Dataset items

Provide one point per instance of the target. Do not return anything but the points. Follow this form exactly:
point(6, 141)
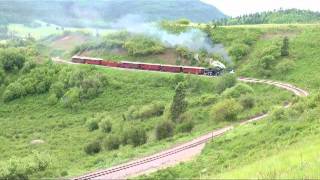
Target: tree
point(285, 47)
point(11, 59)
point(179, 104)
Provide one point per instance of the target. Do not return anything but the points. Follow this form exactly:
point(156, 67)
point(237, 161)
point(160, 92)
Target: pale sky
point(239, 7)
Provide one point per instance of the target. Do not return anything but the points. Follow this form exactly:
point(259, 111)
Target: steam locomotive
point(216, 71)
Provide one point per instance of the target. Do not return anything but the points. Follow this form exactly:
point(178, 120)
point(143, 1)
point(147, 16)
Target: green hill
point(285, 145)
point(289, 16)
point(99, 13)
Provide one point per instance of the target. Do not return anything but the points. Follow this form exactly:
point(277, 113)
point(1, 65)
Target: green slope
point(285, 145)
point(99, 13)
point(289, 16)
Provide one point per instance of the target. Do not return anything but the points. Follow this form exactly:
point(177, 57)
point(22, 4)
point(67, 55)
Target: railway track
point(179, 153)
point(158, 160)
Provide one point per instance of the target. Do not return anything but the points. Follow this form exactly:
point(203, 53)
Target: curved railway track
point(159, 160)
point(182, 152)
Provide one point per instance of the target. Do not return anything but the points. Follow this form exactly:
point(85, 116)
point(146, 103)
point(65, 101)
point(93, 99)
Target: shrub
point(72, 98)
point(112, 142)
point(142, 45)
point(23, 168)
point(226, 110)
point(267, 62)
point(14, 91)
point(179, 104)
point(164, 130)
point(58, 89)
point(153, 109)
point(285, 47)
point(92, 124)
point(226, 81)
point(28, 66)
point(186, 126)
point(12, 59)
point(93, 148)
point(135, 136)
point(247, 102)
point(238, 51)
point(52, 99)
point(278, 113)
point(237, 91)
point(2, 77)
point(285, 66)
point(105, 125)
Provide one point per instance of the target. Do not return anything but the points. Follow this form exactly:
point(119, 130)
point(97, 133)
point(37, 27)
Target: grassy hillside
point(285, 144)
point(71, 13)
point(67, 112)
point(289, 16)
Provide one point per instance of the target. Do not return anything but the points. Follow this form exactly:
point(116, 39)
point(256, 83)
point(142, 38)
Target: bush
point(2, 77)
point(28, 66)
point(93, 148)
point(153, 109)
point(285, 47)
point(135, 136)
point(142, 45)
point(226, 81)
point(179, 104)
point(226, 110)
point(23, 168)
point(112, 142)
point(72, 98)
point(105, 125)
point(92, 124)
point(278, 113)
point(58, 89)
point(164, 130)
point(247, 102)
point(267, 62)
point(237, 91)
point(186, 126)
point(14, 91)
point(12, 59)
point(285, 66)
point(238, 51)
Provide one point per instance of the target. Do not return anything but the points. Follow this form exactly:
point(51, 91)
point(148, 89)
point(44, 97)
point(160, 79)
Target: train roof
point(88, 58)
point(193, 67)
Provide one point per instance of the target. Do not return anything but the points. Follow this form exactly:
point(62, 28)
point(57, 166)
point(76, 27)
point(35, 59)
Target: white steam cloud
point(193, 39)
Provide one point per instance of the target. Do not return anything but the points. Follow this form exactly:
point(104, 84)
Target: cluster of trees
point(273, 59)
point(69, 85)
point(23, 168)
point(112, 139)
point(175, 27)
point(135, 44)
point(142, 45)
point(277, 17)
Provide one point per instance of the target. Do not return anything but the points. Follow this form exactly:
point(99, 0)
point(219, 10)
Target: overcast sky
point(239, 7)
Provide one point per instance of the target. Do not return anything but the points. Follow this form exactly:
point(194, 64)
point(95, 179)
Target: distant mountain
point(281, 16)
point(101, 12)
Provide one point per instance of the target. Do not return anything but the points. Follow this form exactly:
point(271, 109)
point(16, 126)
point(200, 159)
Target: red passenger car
point(150, 67)
point(95, 61)
point(130, 65)
point(78, 59)
point(193, 70)
point(171, 68)
point(110, 63)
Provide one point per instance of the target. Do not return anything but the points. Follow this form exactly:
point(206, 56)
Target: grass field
point(64, 132)
point(284, 146)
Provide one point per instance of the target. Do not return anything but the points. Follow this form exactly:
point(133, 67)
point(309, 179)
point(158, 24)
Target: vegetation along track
point(182, 152)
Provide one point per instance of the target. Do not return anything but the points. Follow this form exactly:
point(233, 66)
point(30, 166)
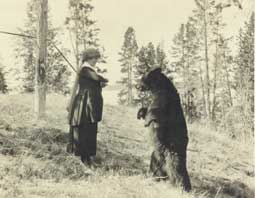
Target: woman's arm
point(73, 93)
point(88, 73)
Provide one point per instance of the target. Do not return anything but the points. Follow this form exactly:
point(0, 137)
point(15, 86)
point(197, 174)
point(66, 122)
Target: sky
point(153, 20)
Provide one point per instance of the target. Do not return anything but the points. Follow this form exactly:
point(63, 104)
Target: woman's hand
point(142, 113)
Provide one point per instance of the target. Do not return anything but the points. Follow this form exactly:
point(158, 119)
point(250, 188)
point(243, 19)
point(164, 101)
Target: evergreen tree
point(128, 60)
point(185, 64)
point(82, 29)
point(244, 73)
point(161, 61)
point(146, 60)
point(56, 70)
point(3, 84)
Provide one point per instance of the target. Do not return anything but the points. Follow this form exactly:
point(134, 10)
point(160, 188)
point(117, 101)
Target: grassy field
point(34, 163)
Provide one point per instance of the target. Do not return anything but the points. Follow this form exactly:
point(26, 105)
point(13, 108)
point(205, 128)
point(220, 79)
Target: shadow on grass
point(50, 144)
point(221, 187)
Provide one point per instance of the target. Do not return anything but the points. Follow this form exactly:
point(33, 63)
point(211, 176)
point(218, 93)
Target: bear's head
point(155, 80)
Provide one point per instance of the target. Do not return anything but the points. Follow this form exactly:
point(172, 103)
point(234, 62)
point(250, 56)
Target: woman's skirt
point(84, 139)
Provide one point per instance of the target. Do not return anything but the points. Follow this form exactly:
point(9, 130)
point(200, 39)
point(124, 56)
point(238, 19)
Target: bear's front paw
point(141, 113)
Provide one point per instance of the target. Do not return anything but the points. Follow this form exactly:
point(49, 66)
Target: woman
point(86, 107)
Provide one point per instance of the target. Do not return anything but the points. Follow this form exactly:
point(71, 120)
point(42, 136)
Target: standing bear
point(165, 119)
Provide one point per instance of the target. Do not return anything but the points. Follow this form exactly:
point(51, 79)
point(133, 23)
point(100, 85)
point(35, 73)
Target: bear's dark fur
point(165, 119)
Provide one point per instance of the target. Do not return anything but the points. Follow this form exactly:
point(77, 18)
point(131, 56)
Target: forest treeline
point(214, 73)
point(216, 83)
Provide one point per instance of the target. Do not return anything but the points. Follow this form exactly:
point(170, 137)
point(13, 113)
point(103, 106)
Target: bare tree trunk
point(40, 67)
point(215, 75)
point(203, 88)
point(207, 77)
point(228, 81)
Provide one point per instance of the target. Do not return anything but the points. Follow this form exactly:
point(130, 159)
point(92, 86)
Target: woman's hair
point(90, 53)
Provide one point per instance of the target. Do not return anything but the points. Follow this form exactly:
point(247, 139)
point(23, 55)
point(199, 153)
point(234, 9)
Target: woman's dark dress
point(86, 112)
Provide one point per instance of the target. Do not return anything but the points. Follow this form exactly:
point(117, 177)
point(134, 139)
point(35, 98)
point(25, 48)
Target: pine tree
point(185, 63)
point(245, 66)
point(128, 60)
point(82, 29)
point(3, 84)
point(146, 60)
point(161, 61)
point(56, 70)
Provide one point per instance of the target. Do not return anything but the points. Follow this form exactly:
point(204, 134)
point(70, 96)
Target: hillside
point(34, 162)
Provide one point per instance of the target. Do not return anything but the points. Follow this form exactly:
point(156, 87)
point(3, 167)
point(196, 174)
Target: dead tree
point(40, 67)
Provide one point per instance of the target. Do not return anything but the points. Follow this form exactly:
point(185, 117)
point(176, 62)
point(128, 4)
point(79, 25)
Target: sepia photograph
point(127, 99)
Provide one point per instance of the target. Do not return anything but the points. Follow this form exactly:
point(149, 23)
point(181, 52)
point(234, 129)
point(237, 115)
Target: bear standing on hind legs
point(165, 119)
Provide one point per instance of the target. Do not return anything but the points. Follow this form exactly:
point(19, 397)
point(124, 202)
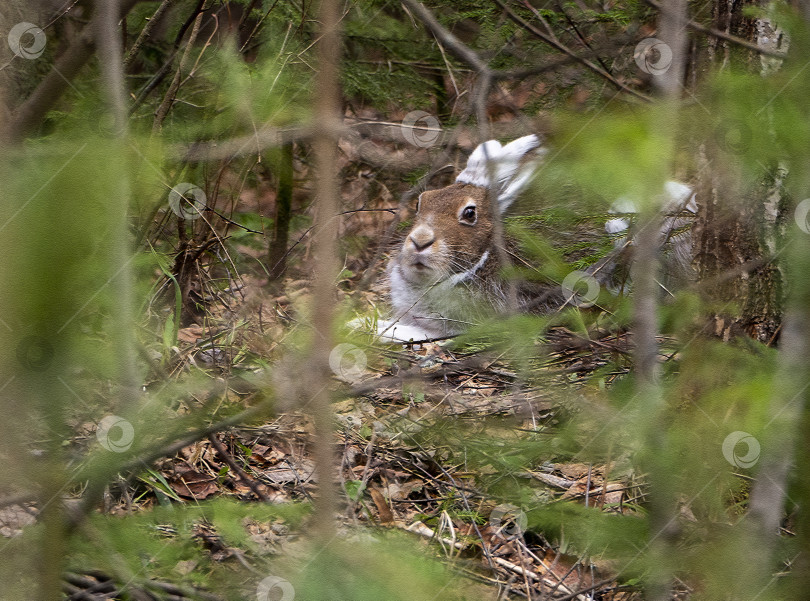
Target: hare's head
point(451, 238)
point(448, 266)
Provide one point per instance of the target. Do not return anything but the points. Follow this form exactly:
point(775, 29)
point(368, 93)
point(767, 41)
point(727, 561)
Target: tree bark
point(736, 227)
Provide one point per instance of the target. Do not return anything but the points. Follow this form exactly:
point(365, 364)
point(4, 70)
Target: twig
point(721, 34)
point(168, 99)
point(254, 486)
point(29, 114)
point(146, 31)
point(567, 51)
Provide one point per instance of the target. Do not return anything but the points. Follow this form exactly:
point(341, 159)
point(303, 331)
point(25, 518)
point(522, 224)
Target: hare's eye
point(468, 214)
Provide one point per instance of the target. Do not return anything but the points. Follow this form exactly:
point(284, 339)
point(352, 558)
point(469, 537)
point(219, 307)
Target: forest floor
point(405, 419)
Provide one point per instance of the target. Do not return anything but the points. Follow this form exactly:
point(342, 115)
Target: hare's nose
point(422, 238)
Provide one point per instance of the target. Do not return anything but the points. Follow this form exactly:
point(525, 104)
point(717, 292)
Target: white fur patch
point(505, 164)
point(467, 274)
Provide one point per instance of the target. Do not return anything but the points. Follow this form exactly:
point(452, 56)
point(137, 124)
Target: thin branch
point(451, 42)
point(29, 115)
point(721, 34)
point(553, 42)
point(168, 100)
point(147, 31)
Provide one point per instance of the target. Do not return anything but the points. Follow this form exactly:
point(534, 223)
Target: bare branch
point(553, 42)
point(720, 34)
point(27, 117)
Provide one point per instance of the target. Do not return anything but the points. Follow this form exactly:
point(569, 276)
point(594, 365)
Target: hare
point(445, 274)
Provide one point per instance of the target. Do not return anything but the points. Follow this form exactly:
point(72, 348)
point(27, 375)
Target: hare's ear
point(507, 169)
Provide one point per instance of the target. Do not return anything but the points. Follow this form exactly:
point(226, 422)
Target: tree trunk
point(277, 258)
point(736, 230)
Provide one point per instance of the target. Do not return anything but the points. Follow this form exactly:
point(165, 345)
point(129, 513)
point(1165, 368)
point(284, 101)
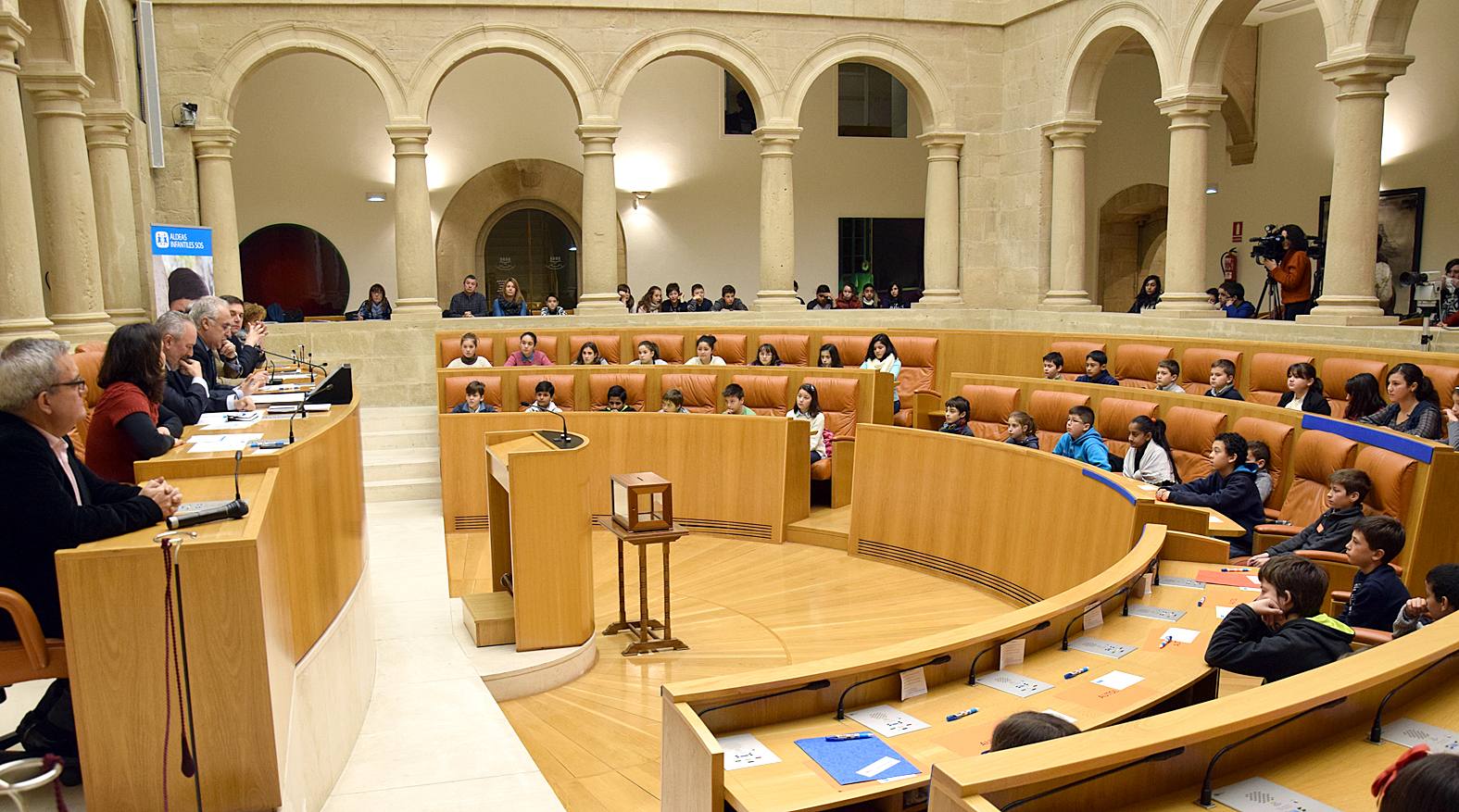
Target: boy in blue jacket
point(1083, 443)
point(1230, 490)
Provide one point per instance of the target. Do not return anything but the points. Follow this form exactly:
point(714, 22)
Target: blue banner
point(182, 241)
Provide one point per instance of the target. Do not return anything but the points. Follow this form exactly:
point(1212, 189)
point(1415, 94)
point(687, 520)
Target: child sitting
point(469, 356)
point(1347, 489)
point(1223, 381)
point(1029, 728)
point(673, 403)
point(1260, 456)
point(735, 400)
point(1081, 441)
point(618, 400)
point(1022, 431)
point(1377, 593)
point(1439, 601)
point(1053, 366)
point(474, 401)
point(1283, 631)
point(543, 398)
point(807, 408)
point(954, 418)
point(1230, 489)
point(1149, 458)
point(1095, 370)
point(1167, 377)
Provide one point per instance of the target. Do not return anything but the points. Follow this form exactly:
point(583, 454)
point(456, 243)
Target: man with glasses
point(53, 502)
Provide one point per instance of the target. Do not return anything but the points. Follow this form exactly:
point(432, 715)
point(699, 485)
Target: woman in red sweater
point(124, 424)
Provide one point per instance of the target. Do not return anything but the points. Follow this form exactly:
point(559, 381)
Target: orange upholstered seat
point(1112, 418)
point(598, 385)
point(607, 345)
point(765, 394)
point(1050, 411)
point(1195, 368)
point(989, 408)
point(700, 391)
point(1136, 365)
point(791, 347)
point(1190, 431)
point(1268, 381)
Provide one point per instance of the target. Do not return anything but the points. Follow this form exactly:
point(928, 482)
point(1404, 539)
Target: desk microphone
point(235, 509)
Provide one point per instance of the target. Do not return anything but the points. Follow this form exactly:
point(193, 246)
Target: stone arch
point(53, 35)
point(291, 38)
point(711, 45)
point(495, 193)
point(1208, 35)
point(1131, 225)
point(520, 40)
point(933, 101)
point(1096, 44)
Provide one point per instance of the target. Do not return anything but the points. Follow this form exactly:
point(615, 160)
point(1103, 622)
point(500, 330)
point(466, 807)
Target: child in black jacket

OBJECTIVE
Return the lines of the material exactly as they appear, from the start of the material through the line containing "point(216, 71)", with both ends included. Leave the pictures out of your answer.

OUTPUT BELOW
Provide one point per instance of the target. Do not return anything but the points. Follow this form exactly:
point(6, 141)
Target: tree
point(285, 47)
point(11, 59)
point(179, 104)
Provide one point per instance of the target. Do not return anything but the points. Follow this form exactly:
point(156, 67)
point(237, 161)
point(160, 92)
Target: pale sky
point(239, 7)
Provide one point per instance of the target. Do not return anything but the points. Follow this form exactly:
point(259, 111)
Target: steam locomotive
point(216, 71)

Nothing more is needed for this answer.